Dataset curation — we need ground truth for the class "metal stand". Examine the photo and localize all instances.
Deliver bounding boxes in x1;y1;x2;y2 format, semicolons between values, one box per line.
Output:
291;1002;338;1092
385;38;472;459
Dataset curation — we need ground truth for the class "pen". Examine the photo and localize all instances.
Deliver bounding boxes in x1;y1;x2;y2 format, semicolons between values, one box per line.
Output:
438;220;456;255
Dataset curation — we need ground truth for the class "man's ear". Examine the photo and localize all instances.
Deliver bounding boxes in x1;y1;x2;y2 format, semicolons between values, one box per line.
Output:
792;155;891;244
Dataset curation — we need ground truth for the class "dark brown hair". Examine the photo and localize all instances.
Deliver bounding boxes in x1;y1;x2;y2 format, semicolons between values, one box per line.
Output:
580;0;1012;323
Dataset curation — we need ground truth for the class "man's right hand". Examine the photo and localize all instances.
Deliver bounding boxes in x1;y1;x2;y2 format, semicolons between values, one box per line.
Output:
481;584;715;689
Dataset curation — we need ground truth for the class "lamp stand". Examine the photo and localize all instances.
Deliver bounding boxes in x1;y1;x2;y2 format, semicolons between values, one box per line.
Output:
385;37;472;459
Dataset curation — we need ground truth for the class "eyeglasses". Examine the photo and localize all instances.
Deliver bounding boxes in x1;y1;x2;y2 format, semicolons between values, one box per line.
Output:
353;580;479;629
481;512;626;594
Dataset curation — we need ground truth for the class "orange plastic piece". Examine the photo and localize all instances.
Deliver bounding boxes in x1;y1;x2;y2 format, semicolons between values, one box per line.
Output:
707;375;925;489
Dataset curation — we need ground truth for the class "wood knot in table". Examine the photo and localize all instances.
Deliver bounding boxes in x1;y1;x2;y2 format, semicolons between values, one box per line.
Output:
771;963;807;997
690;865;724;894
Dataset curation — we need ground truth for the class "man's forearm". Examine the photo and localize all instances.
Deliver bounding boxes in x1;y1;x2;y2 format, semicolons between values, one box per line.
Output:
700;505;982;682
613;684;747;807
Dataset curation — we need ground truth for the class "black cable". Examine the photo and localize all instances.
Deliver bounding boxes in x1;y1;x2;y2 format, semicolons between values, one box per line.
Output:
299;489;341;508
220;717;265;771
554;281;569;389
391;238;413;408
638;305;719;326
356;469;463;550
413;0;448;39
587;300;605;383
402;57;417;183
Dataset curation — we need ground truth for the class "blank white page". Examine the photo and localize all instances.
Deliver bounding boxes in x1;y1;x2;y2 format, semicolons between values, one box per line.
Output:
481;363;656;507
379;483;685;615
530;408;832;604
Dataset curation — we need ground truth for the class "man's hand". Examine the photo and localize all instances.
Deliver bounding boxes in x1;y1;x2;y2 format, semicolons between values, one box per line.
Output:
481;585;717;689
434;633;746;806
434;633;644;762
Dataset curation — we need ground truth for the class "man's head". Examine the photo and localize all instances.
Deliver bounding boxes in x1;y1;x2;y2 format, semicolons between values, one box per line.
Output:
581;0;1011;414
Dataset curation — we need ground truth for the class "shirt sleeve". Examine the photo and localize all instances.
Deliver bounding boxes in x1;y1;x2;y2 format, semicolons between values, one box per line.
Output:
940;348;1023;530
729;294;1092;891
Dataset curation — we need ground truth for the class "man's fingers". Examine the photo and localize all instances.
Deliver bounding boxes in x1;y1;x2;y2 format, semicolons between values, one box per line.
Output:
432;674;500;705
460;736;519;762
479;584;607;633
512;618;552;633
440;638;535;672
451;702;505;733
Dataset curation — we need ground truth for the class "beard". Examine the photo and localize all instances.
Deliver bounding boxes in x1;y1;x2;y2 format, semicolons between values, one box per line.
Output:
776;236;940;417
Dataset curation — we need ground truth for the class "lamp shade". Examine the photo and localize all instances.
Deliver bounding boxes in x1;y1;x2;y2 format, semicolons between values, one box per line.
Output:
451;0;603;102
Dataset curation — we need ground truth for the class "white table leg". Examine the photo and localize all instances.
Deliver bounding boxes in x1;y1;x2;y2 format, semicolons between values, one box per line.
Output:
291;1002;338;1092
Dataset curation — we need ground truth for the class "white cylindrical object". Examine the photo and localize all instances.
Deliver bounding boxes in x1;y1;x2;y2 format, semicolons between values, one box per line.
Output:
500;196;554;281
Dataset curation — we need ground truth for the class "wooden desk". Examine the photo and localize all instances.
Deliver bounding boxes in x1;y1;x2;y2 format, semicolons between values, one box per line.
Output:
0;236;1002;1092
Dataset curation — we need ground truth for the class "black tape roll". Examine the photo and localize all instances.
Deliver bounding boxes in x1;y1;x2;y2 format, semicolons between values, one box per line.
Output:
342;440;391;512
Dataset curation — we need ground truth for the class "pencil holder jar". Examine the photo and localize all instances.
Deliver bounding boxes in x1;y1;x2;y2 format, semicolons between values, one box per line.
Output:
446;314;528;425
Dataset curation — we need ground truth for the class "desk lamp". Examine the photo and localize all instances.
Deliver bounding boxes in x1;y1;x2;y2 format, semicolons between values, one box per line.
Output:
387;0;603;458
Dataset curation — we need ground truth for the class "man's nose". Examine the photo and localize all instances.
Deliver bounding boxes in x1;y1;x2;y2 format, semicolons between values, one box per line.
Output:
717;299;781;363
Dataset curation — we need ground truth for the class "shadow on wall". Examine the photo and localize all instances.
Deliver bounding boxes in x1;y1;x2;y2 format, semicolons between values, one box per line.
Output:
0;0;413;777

· · · · · · ·

--- Work required ---
List each line above that contains the string "hand", matching case.

--- Final result ---
Dataset curation — we need ground truth for the class "man's right hand". Examine the photo and localize all instances.
Dataset curation — we need ground truth for the class "man's hand". Examine the photo and localize all instances.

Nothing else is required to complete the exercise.